In the middle of a controversial shift to a new healthcare coverage plan for county personnel, a state Attorney General’s opinion is pending for one Mobile County retiree who receives family insurance coverage free of charge.
In October 2012, the board of the Mobile County Communications District — commonly refered to as the “911 Board” — passed a resolution extending group health insurance to “all retired MCCD employees reaching the age of 65 who are enrolled in Medicare and to cover the premiums of employees who meet those qualifications.”
For more than a year, the only employee receiving that insurance package was former director George Williams, who retired from the board in April 2013.
When asked about the details of the plan, an MCCD administrative assistant said Williams and his spouse — like other county retirees — are covered under the Local Government Plan, which the county switched to in April.
There is no cost to Williams, but the MCCD pays a monthly premium of $960.
Despite the fact that Williams was only retiree who qualified for the insurance, the MCCD got into a lengthy discussion earlier this year when a motion was made to narrow the qualifications even further.
In a June meeting, board member and County Engineer Joe Ruffer proposed an amendment to the insurance policy that would extend benefits exclusively to Williams.
After there was some uncertainty about Ruffer’s motion, Attorney Bill Wasden clarified the request.
“The motion should read, ‘amend the board’s previous resolution extending group health insurance to all retired MCCD employees reaching the age of 65 enrolled in Medicare; such that group health insurance under this motion by Mr. Ruffer will hence forth be extended only to the immediate past director, George Williams, who is now retired and meets those qualifications,’” Wasden said at the meeting.
The board approved the motion, but not without some discussion.
“We’re doing a heck of a lot for George,” said board member and Mobile Metro Jail Warden Trey Oliver. “We don’t want this to be a case-by-case basis. This should never come up again. We should have a retirement plan that fits everyone put in place. That’s it.”
During the meeting, Oliver also referred to Williams’ insurance as a “special exception” and said some of the board members didn’t realize how expensive it would be at the time it was initially passed.
When asked about the insurance polices in July, Oliver said he, Williams, Ruffer, current MCCD Director Garry Tanner and former Fire Chief Stephen Dean attended a committee meeting a couple of years ago and “benefits were discussed.”
“We passed a retirement plan, and I think none of us realized just how expensive and how liberal the benefits were,” Oliver said. “I think it’s not in line with the way we should manage 911.”
Oliver said he was concerned and disturbed when he found out the results didn’t affect any other employee and said it seemed as if the policy was “tailored” specifically for Williams.
“I don’t think that’s the way the board should do business,” he said. “I truly believe the majority, if not the entire board, feels that way now.”
In June, Wasden told the board an Attorney General’s opinion on the matter was “pending.” As of Aug. 1, Wasden said he had had “yet to receive” a response from the Attorney General’s office. Attempts to reach MCCD Director Gary Tanner via email were initially unsuccessful. The board meets the third Thursday of each month at 8 a.m. at 7340 Zeigler Blvd.
==========
Problem requirements -> Please transcribe the stretch of the article on the 911 Board's retiree insurance from "There is no" through "qualifications even further.".
==========
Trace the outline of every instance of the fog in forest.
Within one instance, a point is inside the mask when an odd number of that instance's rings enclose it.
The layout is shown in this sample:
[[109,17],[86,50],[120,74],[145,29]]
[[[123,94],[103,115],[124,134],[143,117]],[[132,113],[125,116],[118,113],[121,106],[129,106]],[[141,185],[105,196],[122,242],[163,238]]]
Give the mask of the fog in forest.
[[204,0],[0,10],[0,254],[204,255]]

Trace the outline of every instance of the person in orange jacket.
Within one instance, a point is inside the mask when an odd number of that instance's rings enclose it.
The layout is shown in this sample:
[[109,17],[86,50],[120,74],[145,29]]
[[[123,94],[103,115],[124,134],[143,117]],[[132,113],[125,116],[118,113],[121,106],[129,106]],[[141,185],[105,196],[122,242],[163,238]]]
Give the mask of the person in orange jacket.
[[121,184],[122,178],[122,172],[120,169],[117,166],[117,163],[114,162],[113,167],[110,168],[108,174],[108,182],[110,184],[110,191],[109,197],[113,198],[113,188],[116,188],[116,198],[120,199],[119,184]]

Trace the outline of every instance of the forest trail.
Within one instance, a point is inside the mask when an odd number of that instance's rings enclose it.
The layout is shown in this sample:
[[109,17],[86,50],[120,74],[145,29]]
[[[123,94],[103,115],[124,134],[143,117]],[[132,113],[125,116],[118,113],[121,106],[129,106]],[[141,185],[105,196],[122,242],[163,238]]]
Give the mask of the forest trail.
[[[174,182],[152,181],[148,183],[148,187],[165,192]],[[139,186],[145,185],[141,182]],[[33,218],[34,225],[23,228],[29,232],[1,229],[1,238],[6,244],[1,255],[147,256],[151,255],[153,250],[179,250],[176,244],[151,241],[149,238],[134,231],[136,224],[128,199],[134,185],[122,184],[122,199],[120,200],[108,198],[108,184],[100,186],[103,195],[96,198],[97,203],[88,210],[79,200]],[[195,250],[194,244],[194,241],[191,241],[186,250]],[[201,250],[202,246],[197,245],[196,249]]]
==========
Result of this task ->
There is no cost to Williams, but the MCCD pays a monthly premium of $960.
Despite the fact that Williams was only retiree who qualified for the insurance, the MCCD got into a lengthy discussion earlier this year when a motion was made to narrow the qualifications even further.